→ **SELECTED PASSAGE**
● ● ●

I’ve long believed that indie/alternative Christian (aka “Chrindie”) music in the ‘80s and ‘90s existed in a parallel universe that was largely ignored by both the mainstream secular music industry and CCM (contemporary Christian music) circles. While this undoubtedly sucked for the artists who occupied this universe with regards to getting people to discover and hear their music and, y’know, making a living, I do think it lead to a level of creativity and artistic diversity that — if I’m being totally honest — I miss these days.
I think the artists in that universe knew the rest of the music world didn’t care about them at all, and subsequently, they had little concern for rules or conventions. Instead, they just went wherever the muse took them, for better or worse, with the result being a treasure trove of fascinating music that unfortunately, most people — even and especially fellow Christians — remain wildly ignorant of to this day.
Sodom and America, the debut album from XL and Death Before Dishonor, is a perfect example of this. A rapcore album featuring former members of esteemed Christian punk and metal groups (e.g., The Crucified, Deliverance) and produced by one of Chrindie’s most famous figures (Gene Eugene), Sodom and America was released on Brainstorm Artists International, a seminal Christian label that dabbled in a little bit of everything: hip-hop (S.F.C.), alt-country and roots rock (Lost Dogs), speed metal (Deliverance), punk (Undercover), and whatever it was that Daniel Amos played.
As you might guess from the title, Sodom and America is not the subtlest of albums as it tackles topics including materialism and greed (the title track), racism (“Die (That Settles It!)”), and sexism and pornography (“Woman”). And by “not the subtlest,” I mean “put into a chokehold and then bash your head in with an aluminum baseball bat.” One minute, XL is decrying satanic influences in American society (“And now you’re askin’ me why am I so militant?/‘Cause I see the devil’s hand on this continent”), the next he’s ruminating on matters of salvation (“How many people love Jesus? It’s hard to tell/We’ll find out in heaven or hell”).
And then there’s “Die (That Settles It!)” and its violent condemnation of racism. His line about there never being a black president may evoke a wry smile now, but then he ends the song with a lyric that probably raised the eyebrows of distributors and Christian bookstore owners back in the day, and is still pretty shocking: “If racism was a man and I had a twelve gauge/I’d shoot him in the head in the Lord God’s name.”

● ● ●

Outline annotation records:
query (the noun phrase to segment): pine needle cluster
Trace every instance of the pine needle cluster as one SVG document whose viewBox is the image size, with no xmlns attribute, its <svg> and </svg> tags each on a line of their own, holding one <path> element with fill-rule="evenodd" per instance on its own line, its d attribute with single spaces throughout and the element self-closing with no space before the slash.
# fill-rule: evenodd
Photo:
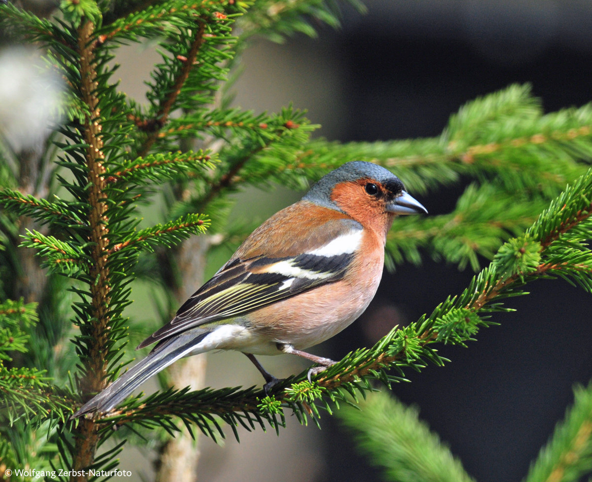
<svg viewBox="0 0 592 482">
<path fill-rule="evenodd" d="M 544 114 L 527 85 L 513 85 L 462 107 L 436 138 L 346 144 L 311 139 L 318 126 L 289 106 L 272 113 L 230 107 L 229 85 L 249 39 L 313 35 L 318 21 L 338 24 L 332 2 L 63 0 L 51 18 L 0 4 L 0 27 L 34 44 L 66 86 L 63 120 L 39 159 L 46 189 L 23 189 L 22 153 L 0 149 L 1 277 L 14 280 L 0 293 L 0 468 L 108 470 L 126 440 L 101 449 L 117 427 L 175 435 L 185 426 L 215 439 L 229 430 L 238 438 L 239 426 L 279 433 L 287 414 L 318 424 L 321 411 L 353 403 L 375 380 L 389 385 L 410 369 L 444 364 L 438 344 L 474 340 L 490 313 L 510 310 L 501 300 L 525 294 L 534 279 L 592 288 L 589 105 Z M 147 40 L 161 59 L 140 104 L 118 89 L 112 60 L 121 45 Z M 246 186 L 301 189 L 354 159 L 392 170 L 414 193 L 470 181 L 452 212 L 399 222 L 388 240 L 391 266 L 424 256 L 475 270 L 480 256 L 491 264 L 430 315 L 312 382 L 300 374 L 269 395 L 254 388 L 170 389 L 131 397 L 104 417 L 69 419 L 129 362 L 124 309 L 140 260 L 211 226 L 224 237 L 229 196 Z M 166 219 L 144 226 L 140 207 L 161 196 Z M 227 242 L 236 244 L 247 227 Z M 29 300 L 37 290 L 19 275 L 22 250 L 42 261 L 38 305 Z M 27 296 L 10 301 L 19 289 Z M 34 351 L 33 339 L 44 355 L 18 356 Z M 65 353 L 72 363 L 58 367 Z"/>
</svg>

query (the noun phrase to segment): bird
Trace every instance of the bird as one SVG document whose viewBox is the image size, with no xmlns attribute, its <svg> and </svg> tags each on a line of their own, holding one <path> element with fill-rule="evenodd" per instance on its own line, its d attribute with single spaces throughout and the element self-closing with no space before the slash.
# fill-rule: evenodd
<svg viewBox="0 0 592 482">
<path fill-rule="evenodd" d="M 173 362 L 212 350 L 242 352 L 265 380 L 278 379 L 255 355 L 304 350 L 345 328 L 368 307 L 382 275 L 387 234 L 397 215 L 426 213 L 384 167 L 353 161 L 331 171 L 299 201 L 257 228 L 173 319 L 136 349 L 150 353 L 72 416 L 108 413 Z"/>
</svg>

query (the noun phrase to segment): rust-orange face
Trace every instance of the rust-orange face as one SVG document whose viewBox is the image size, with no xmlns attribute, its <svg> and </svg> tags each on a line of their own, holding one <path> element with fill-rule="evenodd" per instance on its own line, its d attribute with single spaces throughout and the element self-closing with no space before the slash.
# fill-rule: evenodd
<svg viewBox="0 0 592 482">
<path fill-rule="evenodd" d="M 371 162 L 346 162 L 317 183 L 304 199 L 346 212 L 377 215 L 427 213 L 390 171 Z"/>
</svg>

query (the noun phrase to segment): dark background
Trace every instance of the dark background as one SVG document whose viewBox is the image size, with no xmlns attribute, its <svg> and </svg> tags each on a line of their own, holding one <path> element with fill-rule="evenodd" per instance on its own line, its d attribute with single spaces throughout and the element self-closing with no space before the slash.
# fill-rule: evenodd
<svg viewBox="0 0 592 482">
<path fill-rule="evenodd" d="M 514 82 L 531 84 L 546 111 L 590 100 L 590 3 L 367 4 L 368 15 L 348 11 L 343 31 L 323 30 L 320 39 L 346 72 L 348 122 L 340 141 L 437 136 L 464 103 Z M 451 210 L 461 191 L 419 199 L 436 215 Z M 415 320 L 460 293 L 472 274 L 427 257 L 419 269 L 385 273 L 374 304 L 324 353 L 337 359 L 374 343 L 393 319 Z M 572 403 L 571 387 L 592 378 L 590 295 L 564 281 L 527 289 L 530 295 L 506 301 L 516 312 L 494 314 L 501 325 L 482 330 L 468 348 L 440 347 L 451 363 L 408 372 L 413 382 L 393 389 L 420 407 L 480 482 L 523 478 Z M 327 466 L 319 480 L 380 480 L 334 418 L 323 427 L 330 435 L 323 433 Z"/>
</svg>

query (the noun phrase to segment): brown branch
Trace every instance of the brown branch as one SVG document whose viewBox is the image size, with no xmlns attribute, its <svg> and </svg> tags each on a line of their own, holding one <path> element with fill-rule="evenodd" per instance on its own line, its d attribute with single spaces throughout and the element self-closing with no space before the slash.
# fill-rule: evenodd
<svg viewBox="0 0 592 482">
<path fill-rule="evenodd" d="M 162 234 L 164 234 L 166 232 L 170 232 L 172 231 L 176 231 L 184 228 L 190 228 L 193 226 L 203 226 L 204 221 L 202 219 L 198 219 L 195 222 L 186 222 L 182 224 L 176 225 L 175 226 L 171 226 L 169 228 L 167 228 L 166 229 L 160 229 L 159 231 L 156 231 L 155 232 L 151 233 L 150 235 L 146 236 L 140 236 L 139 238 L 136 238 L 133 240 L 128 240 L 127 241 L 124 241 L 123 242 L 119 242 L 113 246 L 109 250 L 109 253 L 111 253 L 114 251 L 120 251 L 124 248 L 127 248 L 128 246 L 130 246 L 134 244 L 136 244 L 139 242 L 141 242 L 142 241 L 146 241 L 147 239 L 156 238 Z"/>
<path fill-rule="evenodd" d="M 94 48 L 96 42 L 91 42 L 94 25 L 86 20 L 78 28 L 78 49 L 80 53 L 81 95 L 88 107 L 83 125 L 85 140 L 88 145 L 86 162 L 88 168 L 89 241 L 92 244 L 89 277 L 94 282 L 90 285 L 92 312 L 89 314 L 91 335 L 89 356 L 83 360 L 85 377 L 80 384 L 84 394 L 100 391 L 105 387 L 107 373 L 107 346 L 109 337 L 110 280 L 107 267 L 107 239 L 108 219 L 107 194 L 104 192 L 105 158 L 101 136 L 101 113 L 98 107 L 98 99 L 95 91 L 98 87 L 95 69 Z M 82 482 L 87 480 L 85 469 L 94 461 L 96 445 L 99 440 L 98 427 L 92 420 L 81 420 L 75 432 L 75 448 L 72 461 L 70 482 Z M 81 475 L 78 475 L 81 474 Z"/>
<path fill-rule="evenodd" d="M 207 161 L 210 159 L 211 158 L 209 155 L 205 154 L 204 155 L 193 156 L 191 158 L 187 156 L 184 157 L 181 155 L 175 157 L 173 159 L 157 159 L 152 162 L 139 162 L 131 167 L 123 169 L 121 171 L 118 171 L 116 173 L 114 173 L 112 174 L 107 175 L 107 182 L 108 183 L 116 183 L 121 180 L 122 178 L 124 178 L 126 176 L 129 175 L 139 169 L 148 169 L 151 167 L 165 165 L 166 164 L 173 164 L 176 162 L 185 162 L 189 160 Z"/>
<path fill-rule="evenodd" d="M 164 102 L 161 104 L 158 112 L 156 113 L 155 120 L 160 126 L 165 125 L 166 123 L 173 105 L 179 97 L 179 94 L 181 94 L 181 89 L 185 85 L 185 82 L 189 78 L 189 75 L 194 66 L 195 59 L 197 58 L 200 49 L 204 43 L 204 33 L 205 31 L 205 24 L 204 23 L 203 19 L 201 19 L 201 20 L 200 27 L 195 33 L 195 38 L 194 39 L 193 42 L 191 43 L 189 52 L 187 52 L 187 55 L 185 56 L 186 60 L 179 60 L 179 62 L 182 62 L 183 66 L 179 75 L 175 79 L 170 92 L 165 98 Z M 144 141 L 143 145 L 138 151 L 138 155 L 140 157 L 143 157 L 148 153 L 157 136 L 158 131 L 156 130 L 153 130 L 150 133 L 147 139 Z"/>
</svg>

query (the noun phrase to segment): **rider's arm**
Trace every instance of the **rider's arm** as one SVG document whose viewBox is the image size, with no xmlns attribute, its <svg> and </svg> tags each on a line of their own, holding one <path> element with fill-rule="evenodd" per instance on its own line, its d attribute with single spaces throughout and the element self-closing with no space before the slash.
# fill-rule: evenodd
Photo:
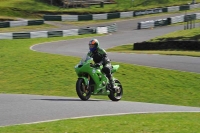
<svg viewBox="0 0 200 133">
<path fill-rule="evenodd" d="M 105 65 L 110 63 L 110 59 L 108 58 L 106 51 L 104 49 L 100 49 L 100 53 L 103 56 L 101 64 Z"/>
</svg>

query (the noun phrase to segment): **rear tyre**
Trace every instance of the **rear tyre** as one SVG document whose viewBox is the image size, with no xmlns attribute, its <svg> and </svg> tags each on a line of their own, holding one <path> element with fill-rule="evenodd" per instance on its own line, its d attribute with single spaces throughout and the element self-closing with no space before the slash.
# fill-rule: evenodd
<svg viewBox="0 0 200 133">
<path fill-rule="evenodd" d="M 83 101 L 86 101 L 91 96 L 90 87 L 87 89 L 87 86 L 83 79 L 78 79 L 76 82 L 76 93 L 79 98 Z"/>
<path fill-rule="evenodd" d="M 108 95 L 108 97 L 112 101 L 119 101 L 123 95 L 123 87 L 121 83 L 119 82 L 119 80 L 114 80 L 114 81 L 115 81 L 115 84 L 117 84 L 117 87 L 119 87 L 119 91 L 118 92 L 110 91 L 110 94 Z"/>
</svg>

● ● ●

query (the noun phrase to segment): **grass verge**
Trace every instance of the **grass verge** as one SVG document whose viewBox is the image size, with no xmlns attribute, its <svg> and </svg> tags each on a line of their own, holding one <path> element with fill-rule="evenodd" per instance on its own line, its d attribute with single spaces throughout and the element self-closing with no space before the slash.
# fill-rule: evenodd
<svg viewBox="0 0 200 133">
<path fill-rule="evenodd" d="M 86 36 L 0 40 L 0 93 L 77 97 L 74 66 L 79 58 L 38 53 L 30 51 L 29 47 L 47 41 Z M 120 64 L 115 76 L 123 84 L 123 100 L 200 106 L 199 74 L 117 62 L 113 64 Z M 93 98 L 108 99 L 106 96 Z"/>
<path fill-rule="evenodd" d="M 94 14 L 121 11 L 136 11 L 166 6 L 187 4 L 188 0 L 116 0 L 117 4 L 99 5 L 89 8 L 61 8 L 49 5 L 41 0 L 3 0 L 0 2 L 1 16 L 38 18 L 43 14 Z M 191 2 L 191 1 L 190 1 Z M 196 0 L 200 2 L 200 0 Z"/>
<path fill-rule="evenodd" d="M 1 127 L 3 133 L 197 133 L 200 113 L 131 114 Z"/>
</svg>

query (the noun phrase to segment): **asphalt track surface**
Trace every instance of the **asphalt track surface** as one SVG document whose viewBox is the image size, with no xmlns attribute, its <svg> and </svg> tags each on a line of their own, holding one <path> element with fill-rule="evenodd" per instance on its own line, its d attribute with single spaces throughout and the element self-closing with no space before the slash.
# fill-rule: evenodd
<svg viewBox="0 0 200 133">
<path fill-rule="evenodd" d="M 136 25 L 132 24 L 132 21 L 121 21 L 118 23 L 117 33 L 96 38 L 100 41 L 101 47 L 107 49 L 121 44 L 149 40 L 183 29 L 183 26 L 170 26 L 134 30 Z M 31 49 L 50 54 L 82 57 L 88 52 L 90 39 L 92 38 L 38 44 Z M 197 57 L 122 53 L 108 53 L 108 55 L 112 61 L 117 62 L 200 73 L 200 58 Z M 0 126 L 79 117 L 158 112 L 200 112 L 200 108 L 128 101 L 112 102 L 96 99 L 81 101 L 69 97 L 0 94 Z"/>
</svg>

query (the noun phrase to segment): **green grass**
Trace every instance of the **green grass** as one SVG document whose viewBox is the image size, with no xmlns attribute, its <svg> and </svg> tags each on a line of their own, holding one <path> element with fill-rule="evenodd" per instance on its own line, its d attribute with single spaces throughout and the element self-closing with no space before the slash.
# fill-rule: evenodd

● ● ●

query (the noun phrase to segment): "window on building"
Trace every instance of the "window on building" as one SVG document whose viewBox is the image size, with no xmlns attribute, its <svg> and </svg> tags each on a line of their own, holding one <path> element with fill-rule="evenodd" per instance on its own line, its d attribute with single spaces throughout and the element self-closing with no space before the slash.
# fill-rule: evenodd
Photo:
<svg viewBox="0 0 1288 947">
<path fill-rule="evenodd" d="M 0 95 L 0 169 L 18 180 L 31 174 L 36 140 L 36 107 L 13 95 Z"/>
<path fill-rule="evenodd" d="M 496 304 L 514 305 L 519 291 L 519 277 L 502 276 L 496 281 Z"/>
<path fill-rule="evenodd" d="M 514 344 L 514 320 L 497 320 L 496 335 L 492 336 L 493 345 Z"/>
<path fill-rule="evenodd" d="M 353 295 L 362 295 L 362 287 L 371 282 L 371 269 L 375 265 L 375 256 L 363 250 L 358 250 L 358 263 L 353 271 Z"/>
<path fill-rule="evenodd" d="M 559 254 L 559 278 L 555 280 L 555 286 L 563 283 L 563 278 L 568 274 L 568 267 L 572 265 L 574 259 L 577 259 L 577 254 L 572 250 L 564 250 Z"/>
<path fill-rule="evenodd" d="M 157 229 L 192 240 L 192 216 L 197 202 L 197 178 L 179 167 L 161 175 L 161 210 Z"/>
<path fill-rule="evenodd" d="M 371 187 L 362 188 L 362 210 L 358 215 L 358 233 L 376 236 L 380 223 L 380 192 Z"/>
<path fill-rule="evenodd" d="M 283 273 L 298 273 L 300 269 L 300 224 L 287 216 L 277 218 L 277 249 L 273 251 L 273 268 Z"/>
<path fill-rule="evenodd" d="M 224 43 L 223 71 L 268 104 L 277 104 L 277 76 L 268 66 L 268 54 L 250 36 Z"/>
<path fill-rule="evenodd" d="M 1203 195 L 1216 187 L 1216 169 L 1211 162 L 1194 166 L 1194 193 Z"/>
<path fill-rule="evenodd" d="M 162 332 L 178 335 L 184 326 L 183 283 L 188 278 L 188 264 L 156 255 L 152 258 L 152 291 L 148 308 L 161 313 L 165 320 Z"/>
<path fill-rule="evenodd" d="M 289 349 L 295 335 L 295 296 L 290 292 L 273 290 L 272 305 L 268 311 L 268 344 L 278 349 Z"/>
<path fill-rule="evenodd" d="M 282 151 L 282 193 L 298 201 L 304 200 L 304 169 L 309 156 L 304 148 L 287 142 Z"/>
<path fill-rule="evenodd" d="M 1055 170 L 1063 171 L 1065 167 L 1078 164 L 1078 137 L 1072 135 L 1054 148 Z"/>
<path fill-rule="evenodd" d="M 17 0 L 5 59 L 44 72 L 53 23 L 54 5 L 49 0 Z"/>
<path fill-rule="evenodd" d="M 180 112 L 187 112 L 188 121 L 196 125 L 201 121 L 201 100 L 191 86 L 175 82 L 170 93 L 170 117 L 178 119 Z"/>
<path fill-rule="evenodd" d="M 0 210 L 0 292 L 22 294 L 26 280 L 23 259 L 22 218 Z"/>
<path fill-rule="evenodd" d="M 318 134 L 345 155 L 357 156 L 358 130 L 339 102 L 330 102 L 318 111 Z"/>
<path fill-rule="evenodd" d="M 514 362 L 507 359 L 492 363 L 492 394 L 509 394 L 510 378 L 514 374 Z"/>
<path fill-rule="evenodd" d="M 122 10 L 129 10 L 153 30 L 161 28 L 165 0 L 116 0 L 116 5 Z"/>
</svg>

● ● ●

→ **WRITTEN PROBLEM 1**
Using the review of the album Sodom and America, decide whether each statement agrees with it. (a) Sodom and America was the debut album from XL and Death Before Dishonor. (b) The album came out on a label that released only punk records. (c) The title track deals with racism.
→ **WRITTEN PROBLEM 2**
Write the next few paragraphs of the review of the album Sodom and America, picking up after its final sentence.

→ **ANSWER 1**
(a) Yes: "Sodom and America, the debut album from XL and Death Before Dishonor"
(b) No: "a seminal Christian label that dabbled in a little bit of everything"
(c) No: "materialism and greed (the title track)"

→ **ANSWER 2**
Christian artists weren’t supposed to traffic in such bluntly violent imagery — or so nice, conservative CCM had us believe. Death Before Dishonor became one of those albums that made me and my fellow white, middle class youth group friends feel doubly rebellious: not only was it too blunt and gritty for our parents and church leaders, but it would also confound our secular friends because it was so explicitly Christian.
The only song on Death Before Dishonor that hasn’t aged well is “Woman.” Ostensibly a plea for women to find their value in being God’s children rather than physical beauty or the approval of men, “Woman” goes down some weird lyrical paths. When the song begins, the titular female is sleeping around, but by its end, she’s become a lesbian, a porn star, and to top it all off, “a high priestess in a satanic cult.” I’m sure “Woman” seemed pretty edgy back in 1993, but in light of #MeToo and #ChurchToo, its edginess feels kind of silly, even trivializing.
Musically, Death Before Dishonor slams. In combining rap and metal, XL doesn’t dilute either aspect. He may not be the most gifted MC, but XL’s lines drip with conviction. Meanwhile, the album’s packed with enough massive riffs to leave any thrash metal fan in a state of bliss. “Sodom and America” makes you want to start a pit in your living room, with Deliverance’s Jimmy Brown throwing down a screaming solo. Adam Again’s Greg Lawless lays down some scorching licks of his own on “Don’t Fool Yourself” and when the chorus on “Die (That Settles It!)” kicks in, I dare you to not start headbanging with abandon.
For many, rap and metal seem like strange bedfellows, and no doubt, when I first mentioned this was a “rapcore” album, some of you had flashbacks to the blighted days when Kid Rock and Limp Bizkit saturated the market. XL addresses this “controversy” on “Afrocka,” the album’s most light-hearted moment: “Kickin’ hard rock and rap at the same time/Smilin’ and profilin’ while I’m dropping dope rhymes/Got everybody trippin’ out on what I’ve done/Sayin’ XL’s selling out/Man I ain’t the one.”
Sodom and America can seem dated at times (e.g., the aforementioned “Woman”), and its rap/metal hybrid no longer en vogue. But to these ears, it’s a fascinating — and riff-laden — time capsule nevertheless. I am glad that artists like Sufjan Stevens, David Eugene Edwards, Bill Mallonee, and Jason Martin have broken through the sacred/secular divide, and shown that artists of faith can be artistically and aesthetically compelling. However, I do miss the art that was created when there was a truer underground Christian scene, one relegated to the most distant edges of Christendom, its artists working together in surprising ways because nobody else had their backs. There was a vibrancy, an intensity, and a “don’t give a flying leap”-ness about it all that comes rushing back when I listen to Sodom and America even now, nearly three decades later.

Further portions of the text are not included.